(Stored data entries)
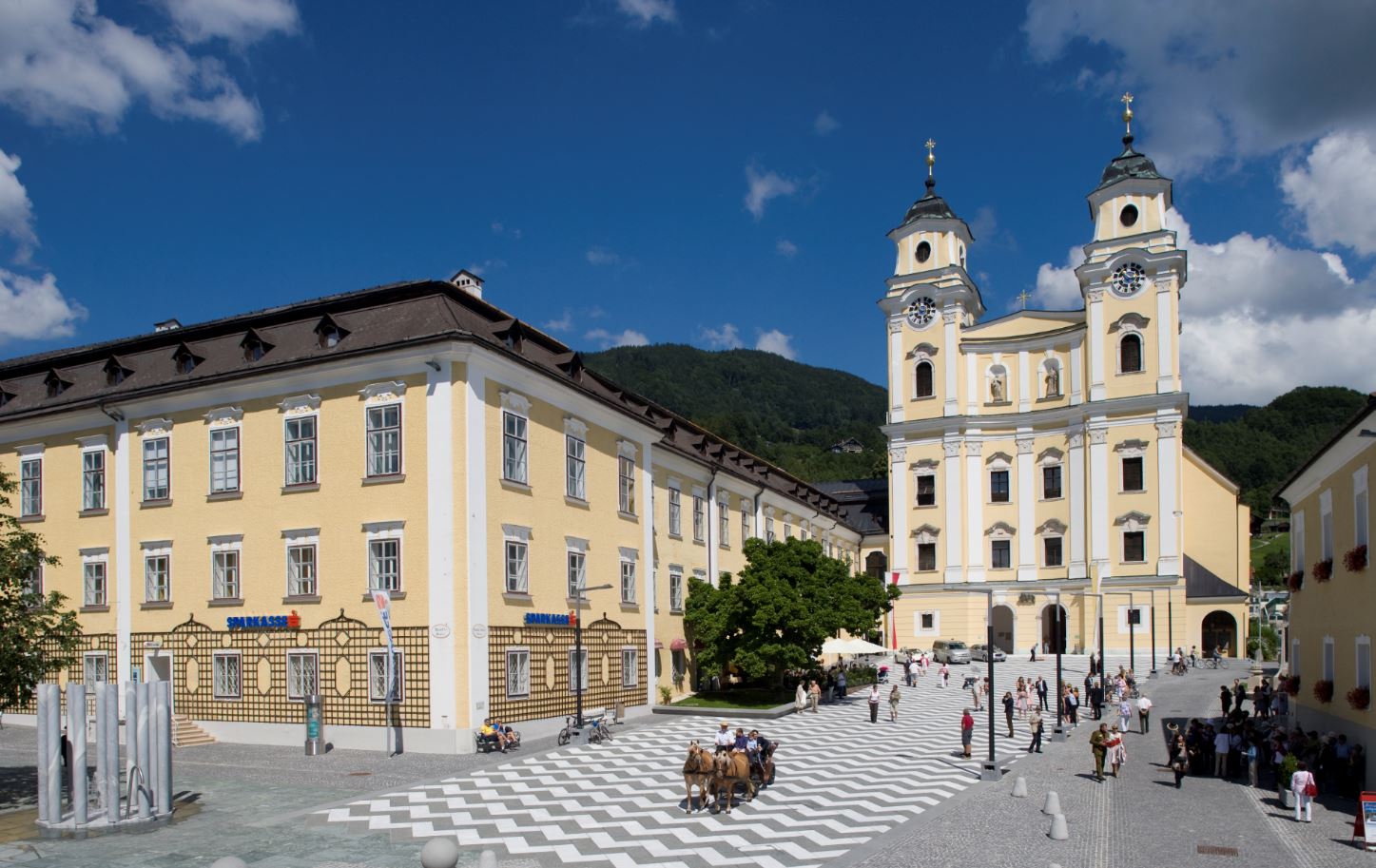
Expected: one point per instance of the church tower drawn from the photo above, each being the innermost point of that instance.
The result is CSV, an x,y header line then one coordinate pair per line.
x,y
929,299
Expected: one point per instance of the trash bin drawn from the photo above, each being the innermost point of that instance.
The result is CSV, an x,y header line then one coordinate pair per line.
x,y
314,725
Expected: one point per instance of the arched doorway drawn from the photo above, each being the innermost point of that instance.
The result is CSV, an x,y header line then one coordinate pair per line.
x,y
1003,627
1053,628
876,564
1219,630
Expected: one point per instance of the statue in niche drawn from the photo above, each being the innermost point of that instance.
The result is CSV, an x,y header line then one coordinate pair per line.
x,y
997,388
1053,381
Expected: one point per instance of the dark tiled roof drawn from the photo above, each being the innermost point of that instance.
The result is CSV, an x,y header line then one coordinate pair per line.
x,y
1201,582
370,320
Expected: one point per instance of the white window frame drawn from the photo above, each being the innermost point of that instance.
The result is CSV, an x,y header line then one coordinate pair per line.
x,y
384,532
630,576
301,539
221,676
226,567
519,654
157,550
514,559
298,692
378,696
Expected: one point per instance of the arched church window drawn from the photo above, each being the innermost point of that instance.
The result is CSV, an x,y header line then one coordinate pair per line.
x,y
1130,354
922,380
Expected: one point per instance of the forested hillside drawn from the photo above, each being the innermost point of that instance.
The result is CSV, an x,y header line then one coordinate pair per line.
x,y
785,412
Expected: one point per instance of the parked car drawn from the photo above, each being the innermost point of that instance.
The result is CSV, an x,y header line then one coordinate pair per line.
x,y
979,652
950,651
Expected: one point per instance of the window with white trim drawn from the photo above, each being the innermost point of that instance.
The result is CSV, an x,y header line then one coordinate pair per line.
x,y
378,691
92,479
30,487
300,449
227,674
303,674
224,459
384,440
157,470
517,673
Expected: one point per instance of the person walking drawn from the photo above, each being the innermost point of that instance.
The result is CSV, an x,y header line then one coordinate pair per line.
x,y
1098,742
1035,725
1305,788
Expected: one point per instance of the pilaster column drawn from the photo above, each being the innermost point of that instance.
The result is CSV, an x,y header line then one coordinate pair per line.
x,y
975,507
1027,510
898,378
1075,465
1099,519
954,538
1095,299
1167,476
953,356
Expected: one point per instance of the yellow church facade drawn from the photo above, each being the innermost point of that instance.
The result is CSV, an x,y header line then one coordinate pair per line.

-- What to work on --
Please print out the entries above exactly. The pictures stay out.

-- Result --
Expected: one point per instance of the church tower drawn from the photo above, each being the innermost point of that instance.
The result is CSV, an x,y header line then one coordinate pair per line.
x,y
929,299
Expected: one point per instance of the trash bin drawn from the photo above, each being the innermost point of that instance.
The result is CSV, an x,y header line then one coordinate pair per line.
x,y
314,725
Expected: one point per instance of the arched doorway drawn from the photo above, each being the innermost point of that instance.
The result is CSV, an x,y header line then one coordinate pair per line.
x,y
1003,627
1053,628
876,564
1219,630
Expected: one point per instance of the statue in niche drawn from the photo above, each being the innermost point of that instance.
The result is CSV, an x,y header line then one coordinate pair per line.
x,y
997,388
1053,381
Expected: one point per instance of the dark tiled roof drawn from the photo above, each being the innermost point of that instance.
The result is CSV, an x,y header line then one coordinate pair per line.
x,y
1201,582
370,320
Expected: one point per instance of the white window frame drawn from the photo above, each being the innermost point of that instance.
The result is CSV, an x,y header line then one coordinate pair per line.
x,y
384,532
630,576
301,539
221,676
226,567
519,654
157,550
514,559
298,692
378,696
Expected: one point per instance of the arched church window drawn from the photo above, each being the innermost point of that instance.
The result is CSV, an x,y header line then one coordinate pair per line.
x,y
1130,354
922,380
Expected: one point per instance of the forested hillside drawn from the photo above, each being the innermost point of that instance.
The result is CSV, an x,y header line then one coordinate pair per line.
x,y
785,412
Expected: one point per instance of the parked car drawn from the photo above, each being the innermost point of that instance.
The result is CSV, an x,y header line then one coordinate pair per line.
x,y
979,652
950,651
Expected: one point per instance of the window with white trim drawn from the photo above, each being the innermost point of that instance.
The result is CSV, an x,y header line then one coordinate pair per line.
x,y
378,691
92,479
30,487
300,449
227,674
303,674
224,459
384,440
157,470
517,673
Expected: one point per instance of the person walking drawn from the photo above, each being the innermost point of that instance.
The result is CSV, an x,y header line then one coordinate pair per line.
x,y
1098,742
1035,725
1305,788
Expected: one point per instance of the pilaster column drawn from the photo above, each being the innermost point of that instance.
The result is CSV, an x,y header line then one coordinate pair per line.
x,y
975,507
1027,510
898,378
1075,465
1099,519
954,538
1095,299
1167,476
953,356
Expected: one point per instance of the yellow church facade drawn from the photo above, each being the innermost point of that instance.
The result is CSV, an x,y header line then one coordinate pair per line.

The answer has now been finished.